■ Items:
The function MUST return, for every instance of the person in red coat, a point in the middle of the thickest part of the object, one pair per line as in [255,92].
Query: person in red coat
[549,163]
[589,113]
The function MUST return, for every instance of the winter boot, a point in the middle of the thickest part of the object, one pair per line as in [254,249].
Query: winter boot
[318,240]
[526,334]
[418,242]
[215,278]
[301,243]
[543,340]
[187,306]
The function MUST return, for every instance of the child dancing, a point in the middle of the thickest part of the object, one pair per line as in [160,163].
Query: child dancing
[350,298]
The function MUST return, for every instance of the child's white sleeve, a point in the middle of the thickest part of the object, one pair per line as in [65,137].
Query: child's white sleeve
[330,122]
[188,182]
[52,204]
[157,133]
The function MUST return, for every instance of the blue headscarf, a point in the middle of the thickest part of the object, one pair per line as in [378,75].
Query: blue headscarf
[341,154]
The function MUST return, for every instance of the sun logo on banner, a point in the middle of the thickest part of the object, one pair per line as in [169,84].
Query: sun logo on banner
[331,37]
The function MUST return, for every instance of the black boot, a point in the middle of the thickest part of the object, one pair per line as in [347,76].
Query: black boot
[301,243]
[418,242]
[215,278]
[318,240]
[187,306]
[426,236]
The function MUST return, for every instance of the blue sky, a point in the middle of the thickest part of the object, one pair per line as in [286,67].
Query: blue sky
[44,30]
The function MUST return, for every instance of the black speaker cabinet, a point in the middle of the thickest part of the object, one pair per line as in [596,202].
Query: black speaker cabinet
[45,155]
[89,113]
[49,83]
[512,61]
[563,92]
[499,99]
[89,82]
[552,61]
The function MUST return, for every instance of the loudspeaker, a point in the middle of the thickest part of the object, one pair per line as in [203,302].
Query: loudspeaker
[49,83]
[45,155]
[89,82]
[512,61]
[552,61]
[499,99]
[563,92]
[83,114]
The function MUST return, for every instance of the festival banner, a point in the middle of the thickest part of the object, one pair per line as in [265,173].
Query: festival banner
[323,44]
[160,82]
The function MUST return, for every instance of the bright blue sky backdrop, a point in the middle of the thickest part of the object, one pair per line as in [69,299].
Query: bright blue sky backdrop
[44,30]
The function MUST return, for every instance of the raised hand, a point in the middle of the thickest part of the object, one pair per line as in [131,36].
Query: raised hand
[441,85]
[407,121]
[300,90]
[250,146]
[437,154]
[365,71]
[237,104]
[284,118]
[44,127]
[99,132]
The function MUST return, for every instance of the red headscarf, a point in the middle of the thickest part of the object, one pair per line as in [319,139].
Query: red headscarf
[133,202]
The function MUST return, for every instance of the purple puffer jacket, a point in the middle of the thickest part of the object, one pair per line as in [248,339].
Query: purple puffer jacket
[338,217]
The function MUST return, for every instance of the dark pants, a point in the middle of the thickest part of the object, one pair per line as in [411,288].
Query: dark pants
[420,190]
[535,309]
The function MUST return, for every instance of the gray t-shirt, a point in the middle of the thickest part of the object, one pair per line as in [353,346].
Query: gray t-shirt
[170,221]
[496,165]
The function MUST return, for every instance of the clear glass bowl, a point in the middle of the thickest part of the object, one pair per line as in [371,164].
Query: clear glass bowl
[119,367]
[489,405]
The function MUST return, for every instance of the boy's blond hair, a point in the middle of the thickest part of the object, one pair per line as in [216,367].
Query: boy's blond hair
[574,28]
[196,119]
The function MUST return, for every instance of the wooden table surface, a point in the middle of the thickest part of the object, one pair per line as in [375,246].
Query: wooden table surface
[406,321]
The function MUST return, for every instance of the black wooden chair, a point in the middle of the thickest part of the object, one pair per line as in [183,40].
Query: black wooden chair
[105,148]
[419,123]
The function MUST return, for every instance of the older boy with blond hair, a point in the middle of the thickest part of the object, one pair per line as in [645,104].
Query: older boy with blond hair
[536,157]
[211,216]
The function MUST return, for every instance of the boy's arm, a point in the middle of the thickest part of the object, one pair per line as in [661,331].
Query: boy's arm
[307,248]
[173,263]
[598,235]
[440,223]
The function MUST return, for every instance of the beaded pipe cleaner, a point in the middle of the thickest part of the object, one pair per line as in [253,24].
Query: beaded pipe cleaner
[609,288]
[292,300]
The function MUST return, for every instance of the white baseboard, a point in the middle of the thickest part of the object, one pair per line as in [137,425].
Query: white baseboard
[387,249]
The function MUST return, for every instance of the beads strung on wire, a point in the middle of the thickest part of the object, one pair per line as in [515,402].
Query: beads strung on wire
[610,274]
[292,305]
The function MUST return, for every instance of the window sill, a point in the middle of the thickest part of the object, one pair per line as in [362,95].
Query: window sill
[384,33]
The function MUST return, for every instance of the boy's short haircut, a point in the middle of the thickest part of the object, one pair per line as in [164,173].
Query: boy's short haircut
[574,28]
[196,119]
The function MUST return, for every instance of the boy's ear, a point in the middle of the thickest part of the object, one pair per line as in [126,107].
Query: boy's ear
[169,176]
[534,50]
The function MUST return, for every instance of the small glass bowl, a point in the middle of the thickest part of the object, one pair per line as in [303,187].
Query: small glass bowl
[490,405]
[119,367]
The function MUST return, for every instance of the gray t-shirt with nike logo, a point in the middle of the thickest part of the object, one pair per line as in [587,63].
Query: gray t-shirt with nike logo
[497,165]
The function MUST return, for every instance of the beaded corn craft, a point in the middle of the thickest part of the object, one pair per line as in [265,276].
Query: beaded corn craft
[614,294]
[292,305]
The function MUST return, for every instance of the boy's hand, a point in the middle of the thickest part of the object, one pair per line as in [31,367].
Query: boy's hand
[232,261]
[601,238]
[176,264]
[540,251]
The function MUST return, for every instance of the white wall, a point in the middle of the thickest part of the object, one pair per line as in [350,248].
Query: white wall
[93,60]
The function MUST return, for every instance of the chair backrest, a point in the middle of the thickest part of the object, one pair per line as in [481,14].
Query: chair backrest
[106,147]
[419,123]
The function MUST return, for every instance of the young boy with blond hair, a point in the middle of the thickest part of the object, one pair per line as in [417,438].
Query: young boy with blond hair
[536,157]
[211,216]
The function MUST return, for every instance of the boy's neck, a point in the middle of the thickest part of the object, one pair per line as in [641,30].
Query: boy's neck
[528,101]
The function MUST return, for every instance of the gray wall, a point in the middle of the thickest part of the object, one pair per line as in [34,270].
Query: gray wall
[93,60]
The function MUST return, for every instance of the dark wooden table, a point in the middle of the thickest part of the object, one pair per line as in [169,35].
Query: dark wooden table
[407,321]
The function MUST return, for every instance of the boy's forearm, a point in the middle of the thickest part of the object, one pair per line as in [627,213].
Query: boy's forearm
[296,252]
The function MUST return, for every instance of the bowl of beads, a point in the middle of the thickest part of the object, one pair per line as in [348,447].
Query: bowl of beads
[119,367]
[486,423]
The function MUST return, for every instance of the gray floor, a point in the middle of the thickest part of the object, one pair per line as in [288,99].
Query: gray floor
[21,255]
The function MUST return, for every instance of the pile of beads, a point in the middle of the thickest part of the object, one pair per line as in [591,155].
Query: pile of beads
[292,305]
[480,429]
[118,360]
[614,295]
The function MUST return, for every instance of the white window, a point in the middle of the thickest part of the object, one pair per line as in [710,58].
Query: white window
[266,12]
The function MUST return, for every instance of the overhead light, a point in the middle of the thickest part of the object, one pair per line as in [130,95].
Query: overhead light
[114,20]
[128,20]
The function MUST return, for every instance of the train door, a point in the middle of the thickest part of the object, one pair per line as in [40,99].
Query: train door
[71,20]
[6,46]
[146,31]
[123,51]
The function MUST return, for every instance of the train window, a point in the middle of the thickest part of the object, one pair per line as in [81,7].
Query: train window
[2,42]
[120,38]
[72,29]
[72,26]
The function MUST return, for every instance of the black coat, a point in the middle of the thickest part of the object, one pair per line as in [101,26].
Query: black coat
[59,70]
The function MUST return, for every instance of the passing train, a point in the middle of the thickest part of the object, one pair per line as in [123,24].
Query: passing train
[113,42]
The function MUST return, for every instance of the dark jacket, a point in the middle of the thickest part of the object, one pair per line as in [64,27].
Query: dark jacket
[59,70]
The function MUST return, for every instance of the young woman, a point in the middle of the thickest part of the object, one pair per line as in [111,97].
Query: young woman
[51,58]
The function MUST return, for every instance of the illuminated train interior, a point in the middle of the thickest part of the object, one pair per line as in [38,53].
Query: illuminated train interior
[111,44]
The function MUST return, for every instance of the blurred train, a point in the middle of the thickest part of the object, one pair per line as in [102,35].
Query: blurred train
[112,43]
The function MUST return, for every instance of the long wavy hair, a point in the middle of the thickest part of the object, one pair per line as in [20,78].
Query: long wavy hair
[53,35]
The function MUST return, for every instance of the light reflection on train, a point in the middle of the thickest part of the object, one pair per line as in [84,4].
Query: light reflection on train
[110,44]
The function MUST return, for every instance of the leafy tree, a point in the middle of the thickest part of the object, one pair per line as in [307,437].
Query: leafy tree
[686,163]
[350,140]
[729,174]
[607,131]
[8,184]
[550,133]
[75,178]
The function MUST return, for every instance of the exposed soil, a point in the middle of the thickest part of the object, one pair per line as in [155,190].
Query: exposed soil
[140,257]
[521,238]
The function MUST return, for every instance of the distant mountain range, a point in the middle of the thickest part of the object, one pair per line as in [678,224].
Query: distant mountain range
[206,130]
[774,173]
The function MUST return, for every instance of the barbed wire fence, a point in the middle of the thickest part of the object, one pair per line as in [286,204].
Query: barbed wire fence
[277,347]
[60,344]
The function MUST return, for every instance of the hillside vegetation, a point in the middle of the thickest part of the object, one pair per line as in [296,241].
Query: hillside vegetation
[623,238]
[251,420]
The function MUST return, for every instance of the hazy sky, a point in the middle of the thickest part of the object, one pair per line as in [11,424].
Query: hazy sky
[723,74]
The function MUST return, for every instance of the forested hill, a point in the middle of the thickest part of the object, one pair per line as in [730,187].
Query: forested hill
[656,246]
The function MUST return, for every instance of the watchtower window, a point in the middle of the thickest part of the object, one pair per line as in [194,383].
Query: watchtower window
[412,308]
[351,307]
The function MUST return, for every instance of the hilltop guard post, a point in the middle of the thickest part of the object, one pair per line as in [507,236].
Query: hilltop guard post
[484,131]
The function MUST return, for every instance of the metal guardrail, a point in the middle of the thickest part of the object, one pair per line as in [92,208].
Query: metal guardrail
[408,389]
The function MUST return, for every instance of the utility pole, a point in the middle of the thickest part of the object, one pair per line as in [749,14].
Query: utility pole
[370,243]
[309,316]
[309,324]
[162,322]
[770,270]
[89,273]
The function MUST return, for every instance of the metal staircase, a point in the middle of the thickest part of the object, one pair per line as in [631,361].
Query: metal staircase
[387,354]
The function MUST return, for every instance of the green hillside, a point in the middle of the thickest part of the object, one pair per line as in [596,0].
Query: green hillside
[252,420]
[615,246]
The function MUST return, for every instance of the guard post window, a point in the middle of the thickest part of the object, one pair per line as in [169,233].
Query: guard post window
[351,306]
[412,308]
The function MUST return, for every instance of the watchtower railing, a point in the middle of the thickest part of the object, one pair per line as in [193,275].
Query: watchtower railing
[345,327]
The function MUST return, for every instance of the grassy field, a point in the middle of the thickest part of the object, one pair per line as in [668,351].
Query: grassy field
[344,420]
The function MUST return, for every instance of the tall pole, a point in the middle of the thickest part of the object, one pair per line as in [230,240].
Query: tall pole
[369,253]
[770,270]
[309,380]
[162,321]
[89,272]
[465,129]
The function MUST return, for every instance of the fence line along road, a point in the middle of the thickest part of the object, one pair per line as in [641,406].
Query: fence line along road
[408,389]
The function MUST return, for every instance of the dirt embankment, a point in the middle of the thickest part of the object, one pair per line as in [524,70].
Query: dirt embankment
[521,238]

■ Prompt: Extract, verbatim, the lines from the one containing "as in [631,361]." through the last line of the listing above.

■ Answer for the task:
The function MUST return, for every instance of the metal staircase, a point in the middle of the thickest part of the object, one pair per line as in [631,361].
Query: metal staircase
[387,354]
The function MUST return, for every instance of the green hillside, a point in the middle of the thickest part of the object, one pair per line as in [596,0].
Query: green hillside
[252,420]
[615,246]
The function MUST return, for every instance of the guard post window, a point in the middle of the thickest part of the object, one pair per line as in [169,233].
Query: guard post window
[351,306]
[412,308]
The function MUST return, for every instance of the watchtower railing, a point in the middle of the thickest part of the object, one pair per line as in [193,275].
Query: watchtower railing
[345,327]
The function MUST return, for every instance of the grassy field, a point in the middle of the thickest part of the object, one pair per line as in [668,351].
Query: grassy field
[344,420]
The function MUST return, for every instance of the tall pole, a point in the middle of the thickest part of the object, one pair per line as in [230,240].
Query: tall pole
[369,253]
[770,270]
[309,380]
[162,321]
[89,272]
[465,129]
The function MUST return, for every instance of the fence line along road, a point in the middle of the thickest part of the object, one pair per line as in [641,406].
Query: fence line along road
[408,389]
The function MUST return, for every instance of the dirt embankment, a point in the middle of the thickest part of the object, one pair per line as in [524,70].
Query: dirt embankment
[521,238]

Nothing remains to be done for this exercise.